• _Task objective_: In full and word for word, copy the records that follow.

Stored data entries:
· · · · ·

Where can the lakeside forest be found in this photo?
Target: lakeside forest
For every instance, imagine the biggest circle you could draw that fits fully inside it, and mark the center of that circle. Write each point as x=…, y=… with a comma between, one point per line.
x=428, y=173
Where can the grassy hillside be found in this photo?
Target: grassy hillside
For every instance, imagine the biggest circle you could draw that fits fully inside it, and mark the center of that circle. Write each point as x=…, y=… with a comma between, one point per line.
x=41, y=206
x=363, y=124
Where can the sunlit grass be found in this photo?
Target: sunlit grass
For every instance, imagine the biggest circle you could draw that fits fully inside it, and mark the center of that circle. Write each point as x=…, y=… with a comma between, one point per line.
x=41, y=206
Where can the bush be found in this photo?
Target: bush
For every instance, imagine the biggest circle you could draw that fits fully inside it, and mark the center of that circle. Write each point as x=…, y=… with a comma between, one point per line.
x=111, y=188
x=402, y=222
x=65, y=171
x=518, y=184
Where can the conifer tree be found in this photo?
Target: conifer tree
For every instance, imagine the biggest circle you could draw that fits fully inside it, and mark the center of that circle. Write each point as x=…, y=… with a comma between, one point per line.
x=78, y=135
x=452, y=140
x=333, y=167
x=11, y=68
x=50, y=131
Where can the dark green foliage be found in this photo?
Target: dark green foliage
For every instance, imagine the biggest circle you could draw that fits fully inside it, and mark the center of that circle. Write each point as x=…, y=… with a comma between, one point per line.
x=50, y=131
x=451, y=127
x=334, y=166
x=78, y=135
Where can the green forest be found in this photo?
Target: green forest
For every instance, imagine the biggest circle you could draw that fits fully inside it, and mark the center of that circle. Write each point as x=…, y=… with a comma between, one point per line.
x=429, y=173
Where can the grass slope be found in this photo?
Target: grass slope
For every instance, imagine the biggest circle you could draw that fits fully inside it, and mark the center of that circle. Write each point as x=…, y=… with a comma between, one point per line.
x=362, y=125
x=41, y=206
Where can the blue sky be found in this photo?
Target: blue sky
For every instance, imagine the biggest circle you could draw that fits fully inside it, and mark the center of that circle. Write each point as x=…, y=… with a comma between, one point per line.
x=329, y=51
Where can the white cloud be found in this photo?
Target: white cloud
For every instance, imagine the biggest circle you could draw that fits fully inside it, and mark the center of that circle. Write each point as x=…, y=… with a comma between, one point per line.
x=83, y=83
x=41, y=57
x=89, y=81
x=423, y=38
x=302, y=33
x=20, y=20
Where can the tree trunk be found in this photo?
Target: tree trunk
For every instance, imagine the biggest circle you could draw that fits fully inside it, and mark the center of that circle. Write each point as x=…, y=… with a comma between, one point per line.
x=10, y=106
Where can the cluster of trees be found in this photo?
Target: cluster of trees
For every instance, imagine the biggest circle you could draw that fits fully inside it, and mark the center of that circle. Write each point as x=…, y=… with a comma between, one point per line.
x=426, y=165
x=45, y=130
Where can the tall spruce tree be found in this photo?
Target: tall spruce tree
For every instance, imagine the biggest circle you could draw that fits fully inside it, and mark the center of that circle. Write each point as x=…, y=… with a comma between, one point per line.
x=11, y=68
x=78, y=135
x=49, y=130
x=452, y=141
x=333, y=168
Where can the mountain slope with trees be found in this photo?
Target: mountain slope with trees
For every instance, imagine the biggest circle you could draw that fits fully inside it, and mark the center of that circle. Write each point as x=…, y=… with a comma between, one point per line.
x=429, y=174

· · · · ·

• _Output for this exercise_:
Where can the lakeside forest be found in this photo?
Target: lakeside forest
For every instance, imagine the biggest circle you could draw that fits fully inside it, and mark the center of that circle. Write each point as x=…, y=… with a comma between, one point per line.
x=428, y=173
Where can the grassy hillside be found in this photo?
Target: grassy hillside
For every instance, imagine the biggest circle you could draw that fits fully inside it, and mark the center of that circle. Write each point as x=…, y=… with a comma between, one point per line.
x=41, y=206
x=363, y=124
Where can the sunlit grass be found in this photo?
Target: sunlit grass
For every instance, imagine the biggest circle you could draw that fits fully inside it, and mark the center of that circle. Write each point as x=…, y=… with a comma between, one point per line.
x=41, y=206
Where can the bush be found in this photo?
Target: bush
For every instance, imagine the biggest circle you could draw that fits fully inside it, and mark the center of that circle. Write each point as x=…, y=… with a comma between, one point per line.
x=111, y=188
x=402, y=222
x=65, y=171
x=518, y=184
Where can the conifer tree be found in this photo?
Target: conifer tree
For every instance, imagine the biggest circle you could draw that fits fully inside it, and mark the center of that circle. Write each point as x=…, y=… with a comma between, one point per line.
x=78, y=135
x=452, y=140
x=333, y=167
x=11, y=68
x=50, y=131
Where can the dark green foliage be found in this photo?
Target: dark green foliage
For every instance, imagine the biggest circle you could draw that fits fully inside it, and mark the center of that circle. Write each point as x=…, y=… with a comma between, one point per line.
x=50, y=131
x=451, y=127
x=334, y=166
x=78, y=135
Where can the green forest be found in this photo?
Target: green forest
For every instance, imagine the biggest circle you could draw that fits fully inside it, and mark the center of that circle. Write each point as x=…, y=… with a comma between, one point per line.
x=429, y=173
Where can the grass slope be found in this photo?
Target: grass slope
For every instance, imagine the biggest circle you could draw that fits fully inside it, and mark the center of that circle. Write each point as x=…, y=… with a comma between, one point per line.
x=362, y=125
x=41, y=206
Where can the blue sky be found in this photo?
Target: blue sky
For every instance, imagine the biggest circle you could draw that fits fully inside it, and mark the center of that circle. Write each point as x=…, y=… with a comma between, one point per line.
x=329, y=51
Where can the white cloud be found in this photo?
Target: white cloud
For every instance, imagine the biggest circle you could draw that fits fully inside it, and mark the center of that circle. Write each point as x=…, y=… with a comma between, one point per line.
x=83, y=83
x=41, y=57
x=89, y=81
x=423, y=38
x=302, y=33
x=20, y=20
Where can the tree trunk be found in this photo?
Target: tree trunk
For every instance, imagine the biggest circle you could draw that fits fully inside it, and mark the center of that circle. Write each point as x=…, y=… with a comma between, one point per line.
x=10, y=106
Where can the cluster of trees be found in this photo?
Target: cluster of trees
For every instance, imagine the biggest circle you could draw that fits fully inside it, and mark the center of that circle. Write each point as x=…, y=… with a comma between, one point per line.
x=426, y=165
x=45, y=130
Where can the tall spruce tree be found in this photo?
Target: tall spruce tree
For every instance, imagine the biggest circle you could draw that fits fully inside it, and mark the center of that circle. Write each point as x=…, y=… with a comma between, one point per line.
x=11, y=68
x=78, y=135
x=49, y=130
x=452, y=141
x=333, y=168
Where can the mountain slope with trees be found in this photo?
Target: mountain slope with trees
For every instance, imagine the biggest circle you could draw that fits fully inside it, and mark the center of that circle. Write each point as x=…, y=… with a comma between, one point per line.
x=429, y=174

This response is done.